Please report how many lines in the data below contain the word "dirt", and give only that number.

___

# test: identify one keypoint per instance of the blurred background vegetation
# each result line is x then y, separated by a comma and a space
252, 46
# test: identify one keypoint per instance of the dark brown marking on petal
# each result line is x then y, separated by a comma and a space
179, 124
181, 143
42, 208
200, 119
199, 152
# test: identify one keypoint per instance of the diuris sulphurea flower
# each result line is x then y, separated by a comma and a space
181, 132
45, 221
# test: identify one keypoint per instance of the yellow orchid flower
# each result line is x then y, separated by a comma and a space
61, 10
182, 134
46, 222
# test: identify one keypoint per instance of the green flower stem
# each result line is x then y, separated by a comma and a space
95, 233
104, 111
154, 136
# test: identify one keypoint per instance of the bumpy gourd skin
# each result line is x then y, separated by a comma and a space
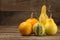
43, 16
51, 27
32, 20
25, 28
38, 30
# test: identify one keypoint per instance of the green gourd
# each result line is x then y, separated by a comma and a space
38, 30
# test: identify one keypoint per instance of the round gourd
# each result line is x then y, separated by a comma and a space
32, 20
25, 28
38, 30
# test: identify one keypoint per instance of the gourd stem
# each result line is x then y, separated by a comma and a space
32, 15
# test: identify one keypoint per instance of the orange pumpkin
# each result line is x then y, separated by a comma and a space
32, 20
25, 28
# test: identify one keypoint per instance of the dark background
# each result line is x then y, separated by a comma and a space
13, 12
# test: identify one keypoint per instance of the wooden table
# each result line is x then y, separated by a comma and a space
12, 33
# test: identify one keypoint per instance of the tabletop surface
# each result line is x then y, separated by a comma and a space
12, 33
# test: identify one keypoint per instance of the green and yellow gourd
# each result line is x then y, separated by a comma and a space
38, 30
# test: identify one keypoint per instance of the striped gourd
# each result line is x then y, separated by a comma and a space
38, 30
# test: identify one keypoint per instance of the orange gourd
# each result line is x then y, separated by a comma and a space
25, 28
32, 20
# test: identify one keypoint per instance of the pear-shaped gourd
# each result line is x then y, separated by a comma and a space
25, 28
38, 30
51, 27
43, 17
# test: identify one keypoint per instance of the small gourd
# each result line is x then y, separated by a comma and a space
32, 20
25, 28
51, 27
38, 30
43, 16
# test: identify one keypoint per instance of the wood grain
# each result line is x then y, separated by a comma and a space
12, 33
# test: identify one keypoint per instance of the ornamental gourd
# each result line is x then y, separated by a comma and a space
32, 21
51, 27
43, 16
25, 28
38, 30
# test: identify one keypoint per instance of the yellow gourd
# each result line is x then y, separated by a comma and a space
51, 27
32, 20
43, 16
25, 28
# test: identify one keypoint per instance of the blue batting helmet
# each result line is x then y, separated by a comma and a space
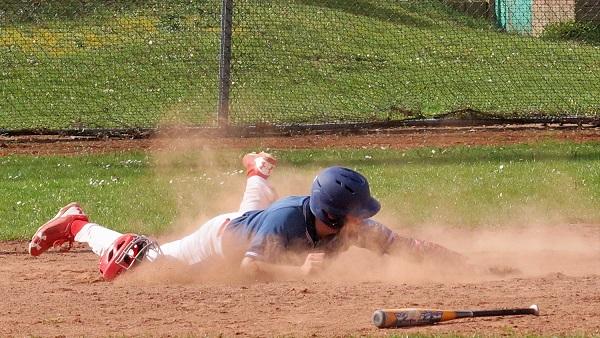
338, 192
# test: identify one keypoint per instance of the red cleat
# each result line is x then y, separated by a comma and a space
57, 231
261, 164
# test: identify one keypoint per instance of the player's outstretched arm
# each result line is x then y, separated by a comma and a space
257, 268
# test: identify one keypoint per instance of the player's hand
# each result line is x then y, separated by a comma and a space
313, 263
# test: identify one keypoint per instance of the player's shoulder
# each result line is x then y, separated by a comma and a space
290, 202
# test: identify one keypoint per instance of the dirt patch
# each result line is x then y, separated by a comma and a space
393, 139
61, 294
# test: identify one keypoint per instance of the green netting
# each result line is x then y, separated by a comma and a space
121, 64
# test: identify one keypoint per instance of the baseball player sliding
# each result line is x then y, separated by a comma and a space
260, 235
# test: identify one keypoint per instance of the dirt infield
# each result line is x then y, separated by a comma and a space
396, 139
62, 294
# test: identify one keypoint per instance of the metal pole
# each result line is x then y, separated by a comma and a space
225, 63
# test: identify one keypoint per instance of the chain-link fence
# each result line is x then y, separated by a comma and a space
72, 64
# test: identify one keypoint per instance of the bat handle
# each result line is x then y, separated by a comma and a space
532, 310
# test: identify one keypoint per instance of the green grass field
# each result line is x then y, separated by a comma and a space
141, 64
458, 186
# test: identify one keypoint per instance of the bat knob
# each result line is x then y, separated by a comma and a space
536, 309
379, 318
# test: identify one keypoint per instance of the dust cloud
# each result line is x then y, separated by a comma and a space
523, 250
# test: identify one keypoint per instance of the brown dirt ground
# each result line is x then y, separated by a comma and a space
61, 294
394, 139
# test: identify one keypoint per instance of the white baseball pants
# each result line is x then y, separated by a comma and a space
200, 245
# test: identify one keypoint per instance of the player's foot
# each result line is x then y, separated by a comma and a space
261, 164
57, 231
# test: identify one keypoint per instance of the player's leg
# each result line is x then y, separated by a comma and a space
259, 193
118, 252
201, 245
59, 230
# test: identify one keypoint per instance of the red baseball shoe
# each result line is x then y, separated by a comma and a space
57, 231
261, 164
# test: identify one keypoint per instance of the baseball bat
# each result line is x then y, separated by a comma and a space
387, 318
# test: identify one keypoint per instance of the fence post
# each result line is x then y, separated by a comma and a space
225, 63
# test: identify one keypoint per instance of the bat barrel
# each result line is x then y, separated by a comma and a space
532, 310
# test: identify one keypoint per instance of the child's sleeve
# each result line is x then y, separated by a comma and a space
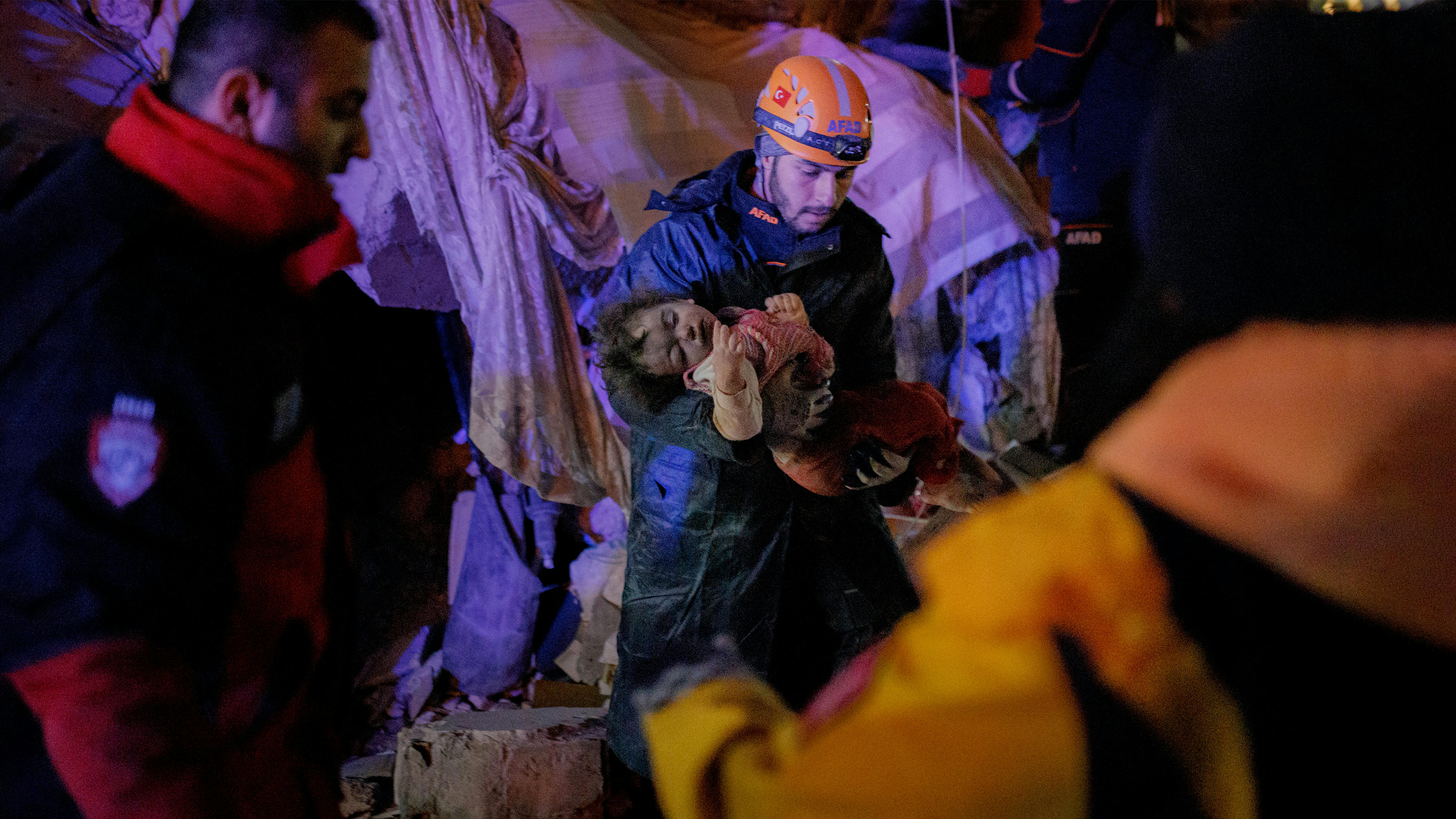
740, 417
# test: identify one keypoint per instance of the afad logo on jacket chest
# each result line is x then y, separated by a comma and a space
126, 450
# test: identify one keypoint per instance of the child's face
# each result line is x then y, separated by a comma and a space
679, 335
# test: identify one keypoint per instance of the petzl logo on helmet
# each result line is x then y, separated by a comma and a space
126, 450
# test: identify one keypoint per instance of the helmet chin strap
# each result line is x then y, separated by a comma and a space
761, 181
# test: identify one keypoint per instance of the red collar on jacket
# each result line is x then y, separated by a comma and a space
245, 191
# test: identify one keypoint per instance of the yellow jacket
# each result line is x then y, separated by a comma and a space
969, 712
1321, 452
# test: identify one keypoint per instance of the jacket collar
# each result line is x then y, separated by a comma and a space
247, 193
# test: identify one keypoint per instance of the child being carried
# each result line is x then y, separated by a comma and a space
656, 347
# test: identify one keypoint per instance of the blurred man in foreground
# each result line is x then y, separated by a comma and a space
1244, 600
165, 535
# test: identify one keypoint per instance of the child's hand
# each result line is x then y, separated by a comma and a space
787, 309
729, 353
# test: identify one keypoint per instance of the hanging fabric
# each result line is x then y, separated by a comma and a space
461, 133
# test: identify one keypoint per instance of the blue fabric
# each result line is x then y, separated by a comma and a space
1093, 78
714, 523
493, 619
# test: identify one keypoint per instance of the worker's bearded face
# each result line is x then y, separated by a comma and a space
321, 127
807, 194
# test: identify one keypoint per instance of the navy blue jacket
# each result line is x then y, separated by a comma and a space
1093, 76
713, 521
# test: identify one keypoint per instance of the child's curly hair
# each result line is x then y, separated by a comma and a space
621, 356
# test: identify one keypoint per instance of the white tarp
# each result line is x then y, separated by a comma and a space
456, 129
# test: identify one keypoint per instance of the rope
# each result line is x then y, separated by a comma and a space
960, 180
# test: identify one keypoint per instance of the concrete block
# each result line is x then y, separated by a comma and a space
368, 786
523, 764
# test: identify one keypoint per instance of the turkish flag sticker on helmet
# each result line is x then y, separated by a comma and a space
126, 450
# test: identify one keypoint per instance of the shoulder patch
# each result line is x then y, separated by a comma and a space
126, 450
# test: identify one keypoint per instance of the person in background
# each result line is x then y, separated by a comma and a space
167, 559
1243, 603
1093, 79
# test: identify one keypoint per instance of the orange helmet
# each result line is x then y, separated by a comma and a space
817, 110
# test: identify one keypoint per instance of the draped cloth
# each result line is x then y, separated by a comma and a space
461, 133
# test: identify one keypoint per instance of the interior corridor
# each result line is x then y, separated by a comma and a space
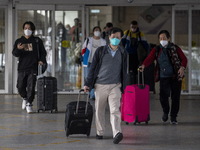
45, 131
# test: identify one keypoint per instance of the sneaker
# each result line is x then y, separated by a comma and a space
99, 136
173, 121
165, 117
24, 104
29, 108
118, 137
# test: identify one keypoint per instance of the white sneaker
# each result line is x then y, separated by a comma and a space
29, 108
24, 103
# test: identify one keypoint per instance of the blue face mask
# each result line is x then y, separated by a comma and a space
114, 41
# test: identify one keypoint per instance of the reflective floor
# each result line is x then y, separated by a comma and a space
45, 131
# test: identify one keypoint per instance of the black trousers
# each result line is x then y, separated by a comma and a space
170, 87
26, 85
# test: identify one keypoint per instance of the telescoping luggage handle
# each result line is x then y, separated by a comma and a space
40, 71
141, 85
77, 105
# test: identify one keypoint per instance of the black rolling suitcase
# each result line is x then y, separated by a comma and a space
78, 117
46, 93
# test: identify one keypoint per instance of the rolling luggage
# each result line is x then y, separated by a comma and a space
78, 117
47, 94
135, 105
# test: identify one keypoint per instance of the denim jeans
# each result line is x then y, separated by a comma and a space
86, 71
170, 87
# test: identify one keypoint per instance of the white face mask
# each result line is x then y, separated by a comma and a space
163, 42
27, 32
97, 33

___

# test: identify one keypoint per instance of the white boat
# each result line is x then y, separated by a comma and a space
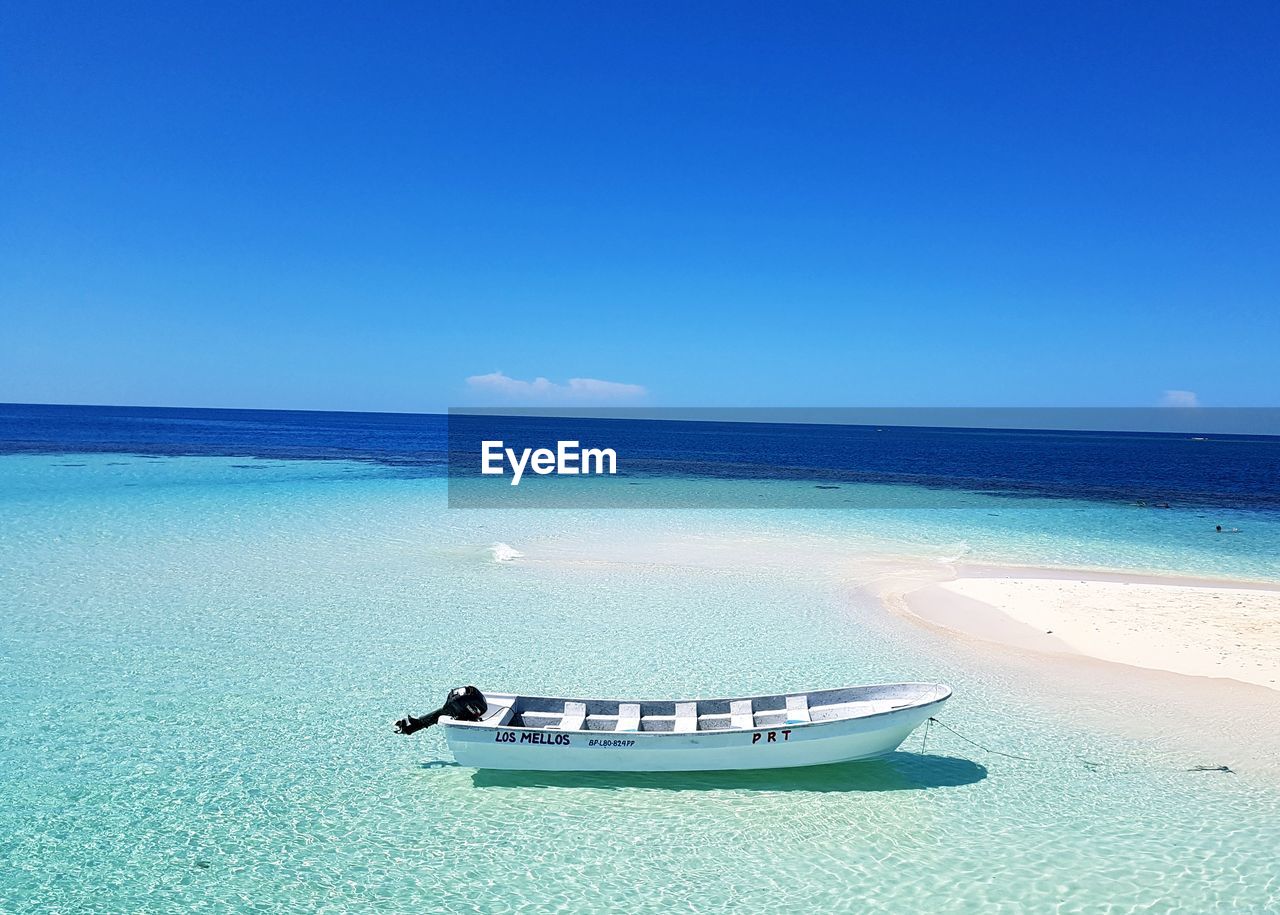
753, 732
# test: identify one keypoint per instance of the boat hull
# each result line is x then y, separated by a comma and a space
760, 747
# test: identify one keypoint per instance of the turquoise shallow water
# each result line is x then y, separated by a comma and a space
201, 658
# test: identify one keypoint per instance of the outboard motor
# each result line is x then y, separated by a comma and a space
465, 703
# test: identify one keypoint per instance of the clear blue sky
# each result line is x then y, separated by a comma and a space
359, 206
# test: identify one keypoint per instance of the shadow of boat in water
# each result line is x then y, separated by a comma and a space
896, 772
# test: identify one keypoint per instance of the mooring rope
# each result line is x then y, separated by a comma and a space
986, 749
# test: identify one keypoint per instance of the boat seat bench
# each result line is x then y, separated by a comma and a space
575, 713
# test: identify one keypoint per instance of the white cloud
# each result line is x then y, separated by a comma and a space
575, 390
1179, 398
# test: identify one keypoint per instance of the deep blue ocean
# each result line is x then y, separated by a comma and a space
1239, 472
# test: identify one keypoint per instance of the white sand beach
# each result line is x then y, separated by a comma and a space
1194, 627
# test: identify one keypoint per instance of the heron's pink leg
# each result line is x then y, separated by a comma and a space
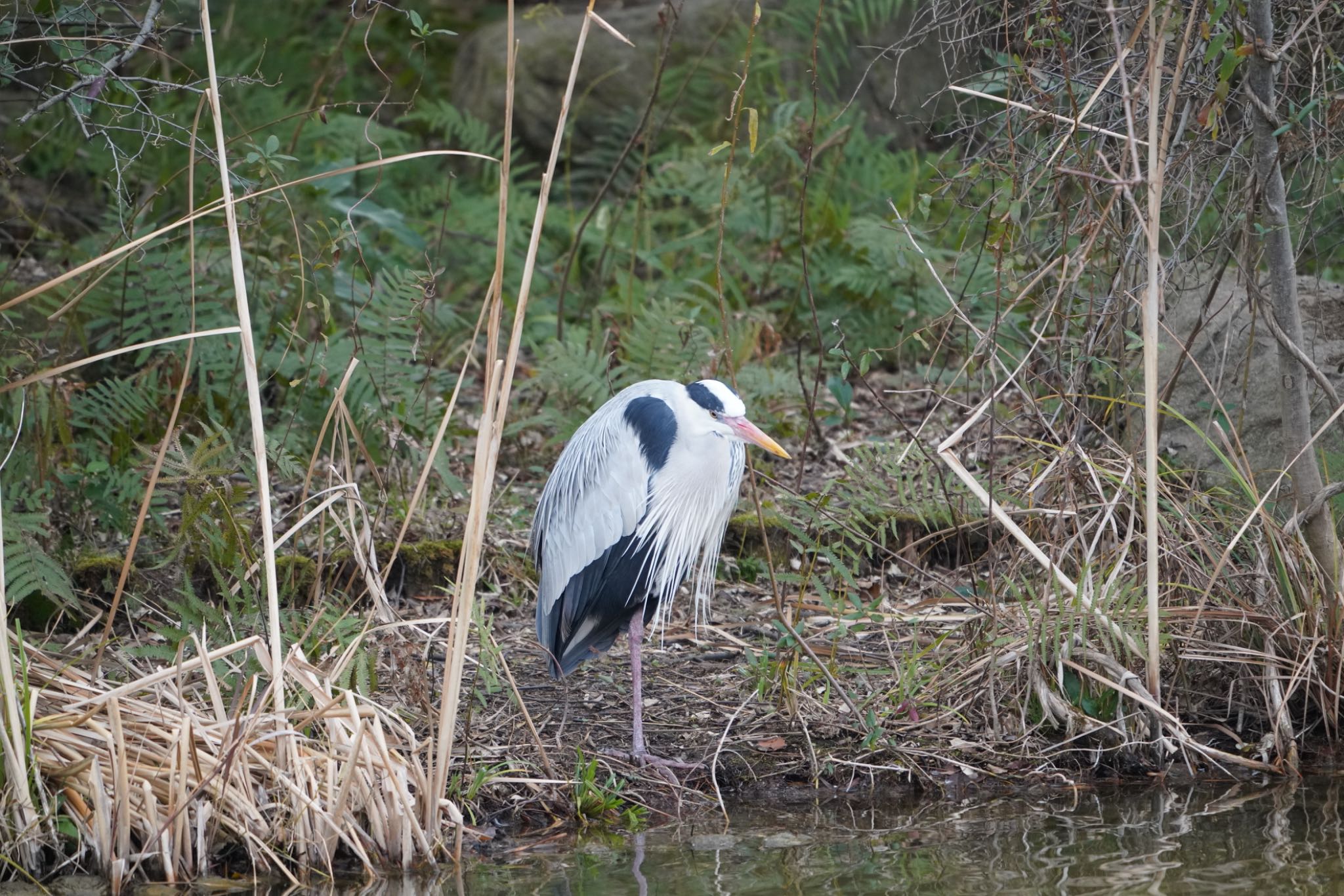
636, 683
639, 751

___

Final answer =>
3